**Stated problem:** Gather and copy in full every line in the data below that contains the string "strap". Case counts.

Location identification entries:
* * * *

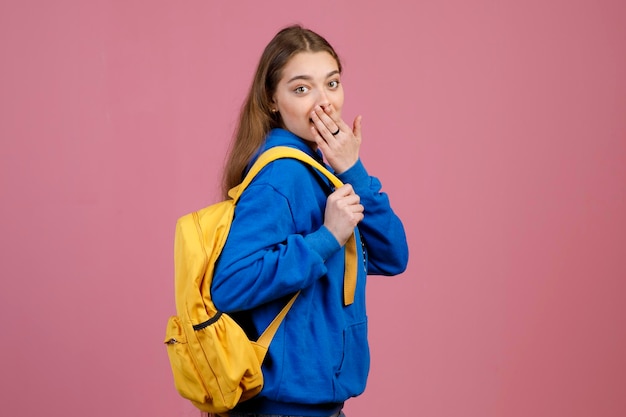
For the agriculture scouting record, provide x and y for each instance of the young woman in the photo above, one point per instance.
(290, 229)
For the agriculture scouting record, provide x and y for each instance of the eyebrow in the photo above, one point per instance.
(308, 77)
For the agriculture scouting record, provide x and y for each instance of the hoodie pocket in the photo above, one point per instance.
(351, 375)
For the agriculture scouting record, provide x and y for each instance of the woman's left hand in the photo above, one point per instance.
(338, 142)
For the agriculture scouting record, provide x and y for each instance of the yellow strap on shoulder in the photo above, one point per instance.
(278, 152)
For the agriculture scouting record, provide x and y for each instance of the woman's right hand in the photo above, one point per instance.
(343, 213)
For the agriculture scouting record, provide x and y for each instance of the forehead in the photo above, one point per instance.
(309, 64)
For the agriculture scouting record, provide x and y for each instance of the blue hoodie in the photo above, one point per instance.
(278, 245)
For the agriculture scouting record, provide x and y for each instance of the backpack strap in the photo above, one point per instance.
(279, 152)
(351, 257)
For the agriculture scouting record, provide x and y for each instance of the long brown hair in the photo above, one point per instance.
(256, 118)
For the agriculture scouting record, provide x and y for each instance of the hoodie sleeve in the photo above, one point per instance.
(382, 231)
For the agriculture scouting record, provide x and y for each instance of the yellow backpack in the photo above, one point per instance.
(214, 364)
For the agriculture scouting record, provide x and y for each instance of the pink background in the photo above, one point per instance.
(498, 129)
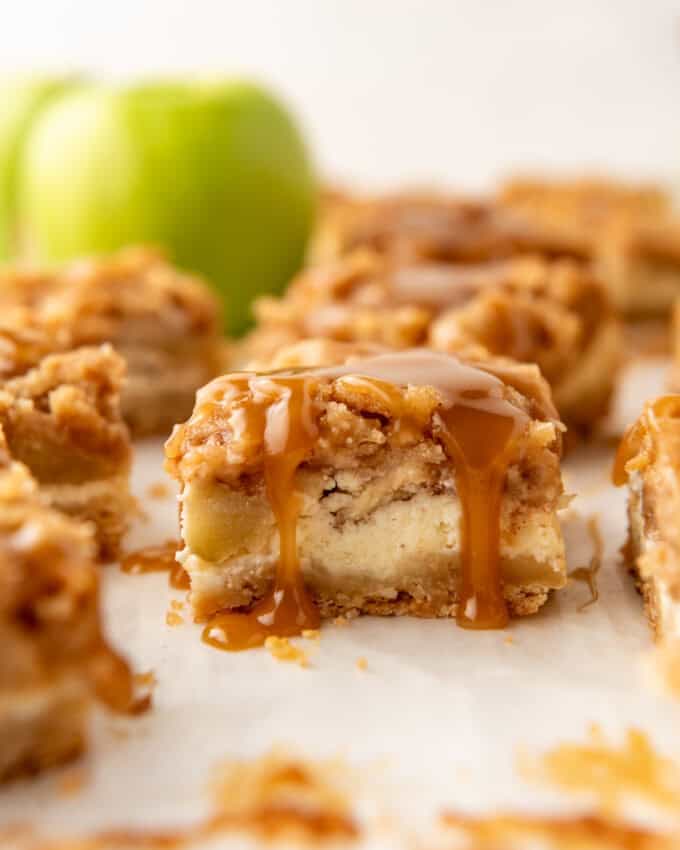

* * * *

**Expected output:**
For the agriculture scouting record, provide x and y for each instance of the yellow strap on shoulder in the photo above, one point per instance.
For the agriculture scouting record, provide x and y for each instance of the backpack strap in the photo above, one point per instance.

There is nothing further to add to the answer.